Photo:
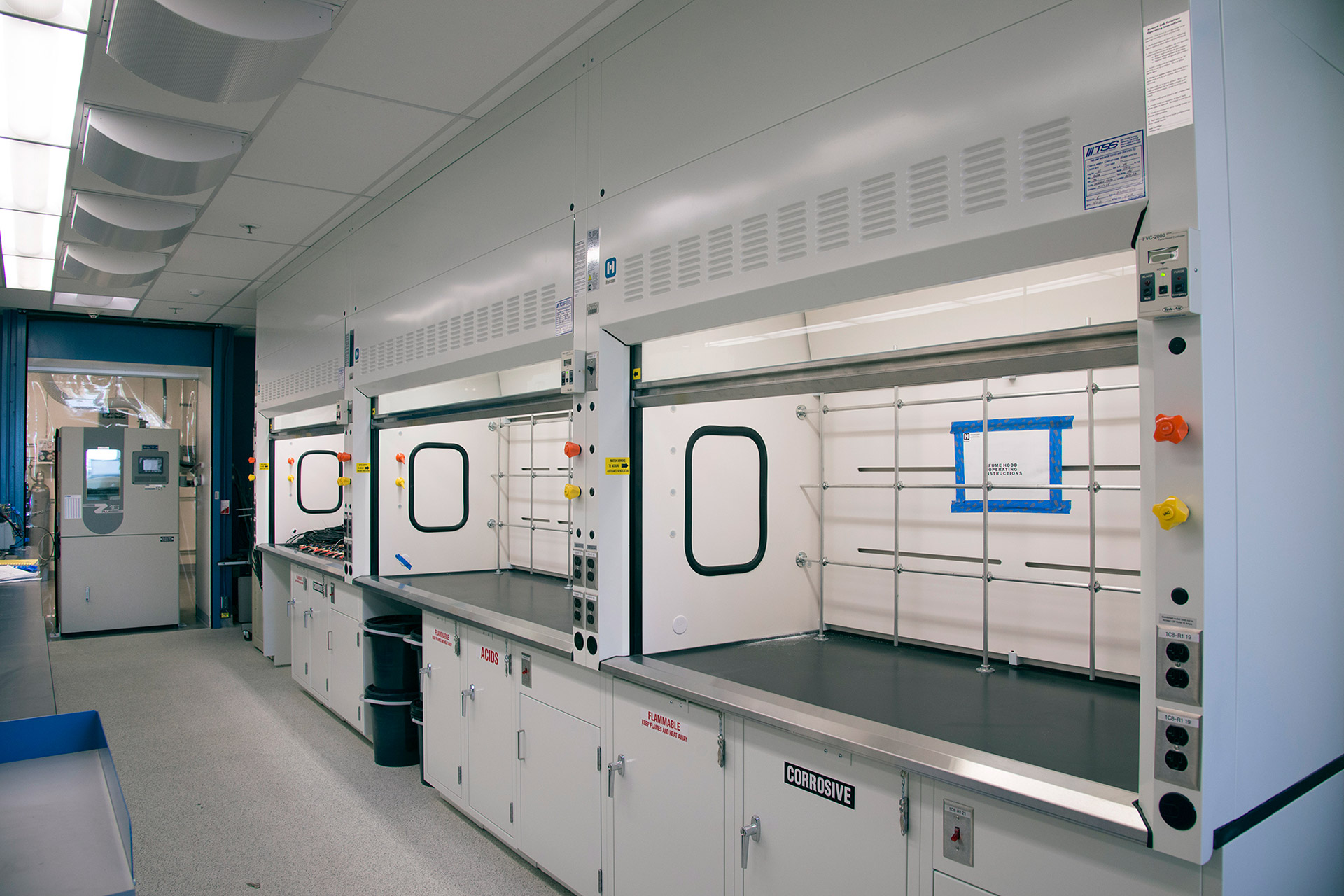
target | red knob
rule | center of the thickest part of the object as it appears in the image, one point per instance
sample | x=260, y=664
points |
x=1171, y=429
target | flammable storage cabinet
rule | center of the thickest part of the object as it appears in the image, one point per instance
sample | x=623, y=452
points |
x=118, y=564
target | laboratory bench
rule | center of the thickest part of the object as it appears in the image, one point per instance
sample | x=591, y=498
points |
x=530, y=608
x=1049, y=741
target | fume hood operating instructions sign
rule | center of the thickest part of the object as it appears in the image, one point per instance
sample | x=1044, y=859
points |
x=1168, y=89
x=1113, y=171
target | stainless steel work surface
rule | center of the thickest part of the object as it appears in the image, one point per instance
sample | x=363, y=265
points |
x=1049, y=719
x=311, y=561
x=536, y=609
x=58, y=830
x=24, y=663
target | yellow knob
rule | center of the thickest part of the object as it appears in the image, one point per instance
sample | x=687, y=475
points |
x=1171, y=512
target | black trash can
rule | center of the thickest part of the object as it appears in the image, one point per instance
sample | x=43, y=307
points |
x=396, y=668
x=396, y=739
x=419, y=720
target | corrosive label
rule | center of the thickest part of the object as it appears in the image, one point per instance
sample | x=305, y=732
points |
x=671, y=727
x=819, y=785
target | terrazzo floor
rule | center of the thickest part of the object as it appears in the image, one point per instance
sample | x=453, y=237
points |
x=241, y=783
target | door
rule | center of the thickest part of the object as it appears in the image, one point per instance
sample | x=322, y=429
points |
x=445, y=708
x=491, y=729
x=559, y=794
x=668, y=804
x=300, y=625
x=319, y=638
x=347, y=669
x=830, y=824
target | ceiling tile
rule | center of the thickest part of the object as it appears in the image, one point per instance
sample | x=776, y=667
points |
x=235, y=316
x=454, y=54
x=390, y=178
x=336, y=140
x=186, y=312
x=71, y=285
x=283, y=213
x=111, y=85
x=178, y=288
x=225, y=255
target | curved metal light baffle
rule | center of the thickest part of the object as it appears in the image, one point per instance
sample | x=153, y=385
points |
x=156, y=156
x=111, y=267
x=136, y=225
x=218, y=51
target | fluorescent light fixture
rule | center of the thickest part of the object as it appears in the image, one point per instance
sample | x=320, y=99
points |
x=71, y=14
x=33, y=176
x=86, y=300
x=22, y=272
x=29, y=234
x=41, y=93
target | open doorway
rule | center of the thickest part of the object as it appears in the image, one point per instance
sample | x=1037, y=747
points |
x=74, y=394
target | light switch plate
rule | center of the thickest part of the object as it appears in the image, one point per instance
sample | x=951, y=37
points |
x=958, y=833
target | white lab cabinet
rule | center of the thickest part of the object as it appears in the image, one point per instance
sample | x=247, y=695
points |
x=561, y=794
x=491, y=729
x=827, y=820
x=667, y=796
x=445, y=707
x=300, y=624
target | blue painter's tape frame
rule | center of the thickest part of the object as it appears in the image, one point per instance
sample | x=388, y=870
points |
x=1057, y=426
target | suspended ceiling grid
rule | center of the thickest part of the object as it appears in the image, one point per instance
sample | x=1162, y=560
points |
x=396, y=81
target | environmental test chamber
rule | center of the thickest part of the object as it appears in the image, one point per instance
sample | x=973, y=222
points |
x=118, y=550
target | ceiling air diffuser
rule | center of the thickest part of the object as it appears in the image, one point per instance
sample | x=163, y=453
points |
x=136, y=225
x=156, y=156
x=218, y=51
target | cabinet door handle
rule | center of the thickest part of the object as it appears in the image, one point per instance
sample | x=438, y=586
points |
x=612, y=769
x=749, y=833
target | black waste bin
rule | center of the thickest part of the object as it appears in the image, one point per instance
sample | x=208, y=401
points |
x=419, y=720
x=396, y=738
x=396, y=668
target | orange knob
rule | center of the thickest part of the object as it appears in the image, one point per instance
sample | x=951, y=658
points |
x=1171, y=429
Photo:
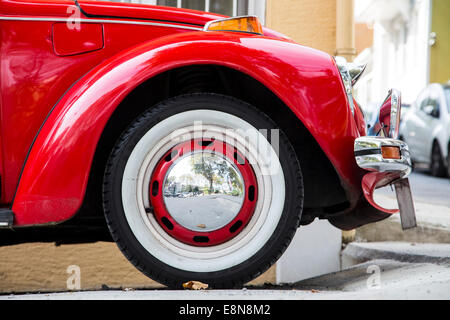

------------------------------------------------------------

▸ OPGAVE: Schrijf alle bovenstaande records letterlijk over en laat de afbeeldingen daarbij weg.

▸ UITGEWERKTE OPLOSSING:
Photo:
target | red knob
rule | center of the thickest part of the object as it appears in the image, one point per instance
sample | x=260, y=664
points |
x=1171, y=429
target | flammable storage cabinet
rule | center of the thickest part of the object as it appears in the image, one point per instance
sample | x=623, y=452
points |
x=118, y=564
target | laboratory bench
rule | center of the thickest part of the object as it appears in the image, one point per instance
sample | x=591, y=498
points |
x=530, y=608
x=1049, y=741
target | fume hood operating instructions sign
rule | center of the thickest part of the object as it appears in the image, one point per instance
sample | x=1044, y=859
points |
x=1168, y=89
x=1113, y=171
target | stainless steel work surface
rule | center of the thickest part of the object as it appears in the image, one point per instance
sample | x=363, y=265
points |
x=1049, y=719
x=311, y=561
x=536, y=609
x=58, y=830
x=24, y=663
target | yellow knob
rule | center of the thickest part of the object as it appears in the image, one point per instance
sample | x=687, y=475
points |
x=1171, y=512
target | black trash can
rule | center of the thickest part of the object as it appears in the image, one point per instance
sample | x=43, y=307
points |
x=396, y=668
x=396, y=739
x=419, y=720
target | corrosive label
rule | center of the thickest part of the object as it appears in the image, one point per instance
sample | x=305, y=732
points |
x=671, y=727
x=819, y=785
target | terrazzo floor
rule | center of the thickest part of the object as it appears in the image, one point per instance
sample | x=453, y=237
points |
x=241, y=783
target | door
rule | center of the thickest part of the object as it appears in the image, one point per instance
sample | x=322, y=429
points |
x=445, y=708
x=491, y=729
x=559, y=794
x=668, y=804
x=300, y=625
x=319, y=638
x=347, y=669
x=830, y=824
target | ceiling tile
rule | center of the thickest part of the object as it appears in the image, one point per instance
sample | x=776, y=667
points |
x=235, y=316
x=454, y=54
x=390, y=178
x=336, y=140
x=186, y=312
x=71, y=285
x=283, y=213
x=111, y=85
x=178, y=288
x=225, y=255
target | curved metal light baffle
rule | center of the thickest part of the object as it appears in the image, one point per instance
sample | x=153, y=385
points |
x=156, y=156
x=111, y=267
x=136, y=225
x=218, y=51
target | fluorescent light fixture
rule | center of the thickest part of the object as it appears in the image, one point per instance
sample | x=320, y=99
points |
x=71, y=14
x=33, y=176
x=86, y=300
x=22, y=272
x=29, y=234
x=41, y=93
target | open doorway
rule | center of the thickest part of the object as it appears in the image, one point per instance
sample | x=1037, y=747
points |
x=74, y=394
target | light switch plate
rule | center of the thickest part of the object as it appears in the image, one point per instance
sample | x=951, y=37
points |
x=958, y=833
target | white lab cabinet
rule | center of the thickest part of the object as it appears in the image, one point per instance
sample | x=247, y=695
points |
x=561, y=794
x=491, y=729
x=827, y=820
x=667, y=796
x=445, y=707
x=300, y=624
target | blue painter's tape frame
rule | center of the thickest part of the object as it appears in the image, one point per instance
sample | x=388, y=870
points |
x=1057, y=426
target | suspended ceiling grid
rule | center of the thickest part of the object as it appears in the image, one point per instance
sample | x=1162, y=560
points |
x=396, y=81
target | environmental test chamber
rule | center of the thickest part of the object as it appears in the image, one point per instance
sample | x=973, y=222
points |
x=118, y=550
target | ceiling air diffuser
rule | center of the thickest part of the object as it appears in the image, one point per instance
sample | x=163, y=453
points |
x=136, y=225
x=156, y=156
x=218, y=51
target | cabinet door handle
rule | center of the thickest part of the object as it appears in the image, one point per instance
sample | x=438, y=586
points |
x=612, y=769
x=749, y=833
target | black waste bin
rule | center of the thickest part of the object as it appears in the image, one point per instance
sample | x=208, y=401
points |
x=419, y=720
x=396, y=738
x=396, y=668
target | orange knob
rule | center of the thickest part of the object as it appears in the image, one point per instance
sample | x=951, y=658
points |
x=1171, y=429
Photo:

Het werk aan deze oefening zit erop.